Retype every entry in its entirety, without alteration.

[Information — start]

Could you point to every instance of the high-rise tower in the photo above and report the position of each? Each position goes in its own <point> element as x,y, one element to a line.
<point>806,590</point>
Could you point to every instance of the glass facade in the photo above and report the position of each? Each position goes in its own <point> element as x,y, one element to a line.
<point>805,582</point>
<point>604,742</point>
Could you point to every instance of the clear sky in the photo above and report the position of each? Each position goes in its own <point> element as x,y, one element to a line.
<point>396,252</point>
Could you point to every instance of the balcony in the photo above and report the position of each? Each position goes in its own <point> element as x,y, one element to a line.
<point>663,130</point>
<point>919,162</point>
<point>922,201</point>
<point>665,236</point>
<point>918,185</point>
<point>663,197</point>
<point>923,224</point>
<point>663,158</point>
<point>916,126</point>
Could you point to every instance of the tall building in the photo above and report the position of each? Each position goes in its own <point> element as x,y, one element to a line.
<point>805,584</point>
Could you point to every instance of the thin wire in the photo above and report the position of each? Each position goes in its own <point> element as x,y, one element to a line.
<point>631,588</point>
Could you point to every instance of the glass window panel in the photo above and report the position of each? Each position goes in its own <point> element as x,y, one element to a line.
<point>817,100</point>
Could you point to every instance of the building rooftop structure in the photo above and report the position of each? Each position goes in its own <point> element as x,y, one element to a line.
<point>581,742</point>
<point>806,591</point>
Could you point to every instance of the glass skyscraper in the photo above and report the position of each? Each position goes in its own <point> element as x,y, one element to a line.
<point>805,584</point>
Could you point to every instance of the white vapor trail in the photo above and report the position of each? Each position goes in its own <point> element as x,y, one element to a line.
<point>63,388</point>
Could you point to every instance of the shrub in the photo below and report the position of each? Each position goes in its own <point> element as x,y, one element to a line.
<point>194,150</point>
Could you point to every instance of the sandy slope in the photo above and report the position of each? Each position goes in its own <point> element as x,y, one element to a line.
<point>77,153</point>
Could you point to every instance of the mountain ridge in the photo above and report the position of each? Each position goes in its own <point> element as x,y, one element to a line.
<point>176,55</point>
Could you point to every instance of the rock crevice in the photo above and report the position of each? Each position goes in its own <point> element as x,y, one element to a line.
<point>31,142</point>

[Information — finish]

**Response to this task**
Could you point to every instance of the high-rise tower in the photo above and report the position of each? Each position goes in its own <point> element as x,y, one element to a line.
<point>806,590</point>
Could you point to every instance of the glass facade in the photo above and report the position of each? Each position goes in its own <point> element as x,y, one element to a line.
<point>805,582</point>
<point>604,742</point>
Could you point to every instance of the clear sky in the photo above and report the position of each? Each position goes in its own <point> element as x,y, one element to a line.
<point>396,252</point>
Could you point to every instance of the balcony in the photo above and report the position of each? Each position goes in its own <point> element as x,y, one element to a line.
<point>663,130</point>
<point>919,162</point>
<point>922,201</point>
<point>665,236</point>
<point>918,185</point>
<point>663,197</point>
<point>923,224</point>
<point>663,158</point>
<point>916,126</point>
Could you point to every instance of the tall building in the photo above and report the position of each? Each position goes in its own <point> element as x,y, one element to a line.
<point>805,584</point>
Could you point to every instance of the thin wire in the photo above and report the position of each? Each position goes in its own <point> element as x,y, one element to a line.
<point>631,588</point>
Could you point to every instance of the glass window panel in the photo above and report the position of each? Each position goes in its own <point> element as x,y, one element to a line.
<point>817,100</point>
Could you point to every instance of the building rooftop structure in the photo above and report the position of each? Each position goes in its own <point> element as x,y, one element to a line.
<point>581,742</point>
<point>806,591</point>
Could you point to every instance of the glass skyscraper in the photo above and report the position of each? Each position goes in its own <point> element as x,y, one element to a line.
<point>805,584</point>
Could you point to every instance of the white vapor trail in the photo above and report the position of each? Each position goes in its own <point> element as x,y, one element to a line.
<point>63,388</point>
Could you point to every instance of the shrub in the photo below and report the position of each? Each position goes in its own <point> element as x,y, one element to a line.
<point>194,150</point>
Could you point to every instance of the sandy slope in the photo above and report the position of each? Each position goes in its own <point> element as x,y, one element to a line.
<point>77,153</point>
Could you point to every instance of the mountain ridge in the photo above and report the position of each? Each position goes in its own <point> element as x,y, one element to a line.
<point>176,55</point>
Could you point to every instance of the rock crevice in the photo above and report the position of each? Each position goes in its own <point> element as x,y, one element to a line.
<point>31,142</point>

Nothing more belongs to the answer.